## BEGIN SELECTED EXTRACT
Some spiders are so badly behaved all you can do is whack 'em with a blunt object.
Several offline readers are the same -- they'll hit your site at zillions of requests a second rather than pace themselves.
If you hadn't noticed in time -- like maybe you'd been asleep during the attack -- and you have a very large site, a couple of such attacks could use up your bandwidth quota.
Which is why I decided to go proactive. Rather than ban after the event, I monitor request rates by IP address. Any misbehavior gets the IP banned for anything between 10 minutes and 24 hours.
While banned, I send back a very short page saying (something like) "spider misbehaving" and quote their UA id etc, and explain what they were doing wrong.
The page has no links on it, so they soon run out of harvsted URLs to spider.
Then, later, I can use their search engine, find the "spider misbehaving" pages they've indexed, and email them to complain of the service they are giving their users.
Too late to edit the above:
There is a simlar thread in progress:
That offers some PHP code to dynamically block IPs that are rampaging. Don't use PHP myself, but looks like it could be useful to those who do.
Being a search engine operator, what types of throttling do most sites like?
I generally have an 8 second delay between page fetches for each domain and we try and keep an unsorted fetch list so that rule wouldn't apply over the scale of a 1 million page fetch.
The only issue i have yet to work on is possibly doing an IP lookup to see if we are hitting a bunch of hosts on a shared server or something similar, but that doesn't seem to be what you are complaining about.
|I generally have an 8 second delay between page fetches |
If that's all that was going on I probably wouldn't have lost my mind - 7 to 8 pages a minute is trivial.
I was watching as many as 4 pages a second get yanked off the site and the real problem is all my sites are database driven. When some serious amount of concurrent access hits the site then the disk churns and the CPU usage spikes to the point everything crawls. Doesn't crash mind you as it can handle the load, but trying to stop the abuse under a heavy load is like working in a time warp.
Victor - thanks for the link to the script, my site doesn't use PHP but I can easily adapt the concept.
Thanks for asking.
Generally, I do not want a bot sucking bandwidth / using CGI time any faster than a human would. Remember, the site could have many bots all clamoring for attention at any one moment
The bots have got to be reasonable and give priority to the humans. The bots can keep going 24x7 to get more pages than a human ever would.
## END SELECTED EXTRACT
EXERCISE REQUIREMENTS
a: Rewrite the paragraph of the forum thread on spider throttling that begins "I was watching as many as 4 pages a second" as a short bulleted list that keeps its main facts.
b: Recast the records from the line containing "jacket and return the coordinates." through the end of the records, both ends included, as a Markdown table with the columns Row and Record line. Number each line and leave out blank lines.
The forum thread and the records that follow it are unrelated material.
## BEGIN ENTRIES SHOWN
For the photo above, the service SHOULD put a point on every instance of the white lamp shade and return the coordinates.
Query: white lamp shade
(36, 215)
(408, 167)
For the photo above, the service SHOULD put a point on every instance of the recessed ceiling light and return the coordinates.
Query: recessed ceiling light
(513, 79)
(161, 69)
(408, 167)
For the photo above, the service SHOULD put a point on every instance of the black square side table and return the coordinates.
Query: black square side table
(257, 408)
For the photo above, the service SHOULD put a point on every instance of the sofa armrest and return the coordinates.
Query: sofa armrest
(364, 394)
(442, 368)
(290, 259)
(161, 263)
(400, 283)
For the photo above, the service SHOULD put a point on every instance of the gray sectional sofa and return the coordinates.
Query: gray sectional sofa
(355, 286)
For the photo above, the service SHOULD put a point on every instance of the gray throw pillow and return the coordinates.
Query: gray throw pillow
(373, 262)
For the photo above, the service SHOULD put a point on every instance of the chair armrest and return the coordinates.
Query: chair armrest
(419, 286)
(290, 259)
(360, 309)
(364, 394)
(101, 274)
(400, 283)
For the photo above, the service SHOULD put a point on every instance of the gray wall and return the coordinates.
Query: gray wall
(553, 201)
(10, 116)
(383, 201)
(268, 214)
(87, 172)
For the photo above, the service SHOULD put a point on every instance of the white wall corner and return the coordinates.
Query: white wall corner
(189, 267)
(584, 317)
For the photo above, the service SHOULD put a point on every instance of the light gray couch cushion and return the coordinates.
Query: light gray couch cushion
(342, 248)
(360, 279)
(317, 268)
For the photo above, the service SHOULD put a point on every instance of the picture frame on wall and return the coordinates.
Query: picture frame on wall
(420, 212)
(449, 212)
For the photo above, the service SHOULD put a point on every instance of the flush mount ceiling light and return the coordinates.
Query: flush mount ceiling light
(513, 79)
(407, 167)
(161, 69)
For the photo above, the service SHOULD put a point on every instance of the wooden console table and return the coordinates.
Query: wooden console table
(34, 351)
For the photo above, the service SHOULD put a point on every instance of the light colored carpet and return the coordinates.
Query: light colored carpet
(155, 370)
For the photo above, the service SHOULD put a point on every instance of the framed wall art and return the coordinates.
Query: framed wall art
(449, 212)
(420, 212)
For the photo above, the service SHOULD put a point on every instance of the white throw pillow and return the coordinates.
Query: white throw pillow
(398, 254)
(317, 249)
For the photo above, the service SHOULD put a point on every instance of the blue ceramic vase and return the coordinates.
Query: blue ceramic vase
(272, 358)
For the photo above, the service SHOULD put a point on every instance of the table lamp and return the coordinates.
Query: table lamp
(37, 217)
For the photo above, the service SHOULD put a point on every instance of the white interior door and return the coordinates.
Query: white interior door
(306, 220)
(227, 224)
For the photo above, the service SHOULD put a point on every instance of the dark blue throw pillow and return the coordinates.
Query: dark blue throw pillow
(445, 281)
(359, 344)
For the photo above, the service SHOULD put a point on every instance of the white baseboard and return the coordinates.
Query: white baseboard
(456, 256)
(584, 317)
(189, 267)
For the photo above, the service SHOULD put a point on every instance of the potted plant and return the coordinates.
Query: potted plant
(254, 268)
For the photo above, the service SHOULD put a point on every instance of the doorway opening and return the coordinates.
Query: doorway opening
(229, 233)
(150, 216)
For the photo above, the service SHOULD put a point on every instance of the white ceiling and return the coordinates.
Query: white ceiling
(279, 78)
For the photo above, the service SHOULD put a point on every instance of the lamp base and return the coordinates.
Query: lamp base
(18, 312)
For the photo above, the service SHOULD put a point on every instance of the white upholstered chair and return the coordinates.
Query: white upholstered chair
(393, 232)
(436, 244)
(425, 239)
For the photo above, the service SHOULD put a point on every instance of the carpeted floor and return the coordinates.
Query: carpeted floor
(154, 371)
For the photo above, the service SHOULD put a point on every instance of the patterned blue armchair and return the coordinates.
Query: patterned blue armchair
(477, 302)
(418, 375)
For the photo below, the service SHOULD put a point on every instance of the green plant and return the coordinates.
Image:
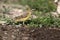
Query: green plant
(40, 5)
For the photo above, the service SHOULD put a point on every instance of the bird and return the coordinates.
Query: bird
(26, 15)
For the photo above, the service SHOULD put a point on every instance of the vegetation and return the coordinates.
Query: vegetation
(43, 9)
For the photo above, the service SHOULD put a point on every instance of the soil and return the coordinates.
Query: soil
(9, 32)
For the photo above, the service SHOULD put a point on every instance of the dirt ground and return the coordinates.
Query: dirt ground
(8, 32)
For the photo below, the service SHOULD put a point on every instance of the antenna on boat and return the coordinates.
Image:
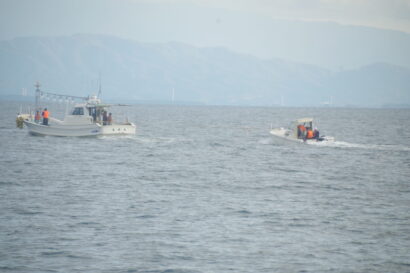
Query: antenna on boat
(99, 87)
(37, 97)
(173, 95)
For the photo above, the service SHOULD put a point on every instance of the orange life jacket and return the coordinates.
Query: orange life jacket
(301, 128)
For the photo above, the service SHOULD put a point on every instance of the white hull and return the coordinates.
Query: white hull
(80, 130)
(288, 134)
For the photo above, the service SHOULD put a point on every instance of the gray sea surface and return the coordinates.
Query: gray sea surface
(208, 189)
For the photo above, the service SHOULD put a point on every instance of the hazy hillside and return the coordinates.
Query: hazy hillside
(141, 71)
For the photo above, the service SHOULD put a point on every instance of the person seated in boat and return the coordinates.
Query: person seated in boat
(109, 119)
(45, 115)
(316, 134)
(301, 131)
(37, 117)
(105, 118)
## END ENTRIES SHOWN
ANSWERS TO THE PROBLEMS
a:
- Up to 4 pages a second were being pulled off the site.
- All of the poster's sites are database driven.
- Heavy concurrent access makes the disk churn and CPU usage spike until everything crawls.
- The site doesn't crash, because it can handle the load.
- Stopping the abuse under that heavy load is like working in a time warp.

b:
| Row | Record line |
|---|---|
| 1 | For the photo above, the service SHOULD put a point on every instance of the orange life jacket and return the coordinates. |
| 2 | Query: orange life jacket |
| 3 | (301, 128) |
| 4 | For the photo above, the service SHOULD put a point on every instance of the white hull and return the coordinates. |
| 5 | Query: white hull |
| 6 | (80, 130) |
| 7 | (288, 134) |
| 8 | For the photo above, the service SHOULD put a point on every instance of the gray sea surface and return the coordinates. |
| 9 | Query: gray sea surface |
| 10 | (208, 189) |
| 11 | For the photo above, the service SHOULD put a point on every instance of the hazy hillside and return the coordinates. |
| 12 | Query: hazy hillside |
| 13 | (141, 71) |
| 14 | For the photo above, the service SHOULD put a point on every instance of the person seated in boat and return the coordinates. |
| 15 | Query: person seated in boat |
| 16 | (109, 119) |
| 17 | (45, 115) |
| 18 | (316, 134) |
| 19 | (301, 131) |
| 20 | (37, 117) |
| 21 | (105, 118) |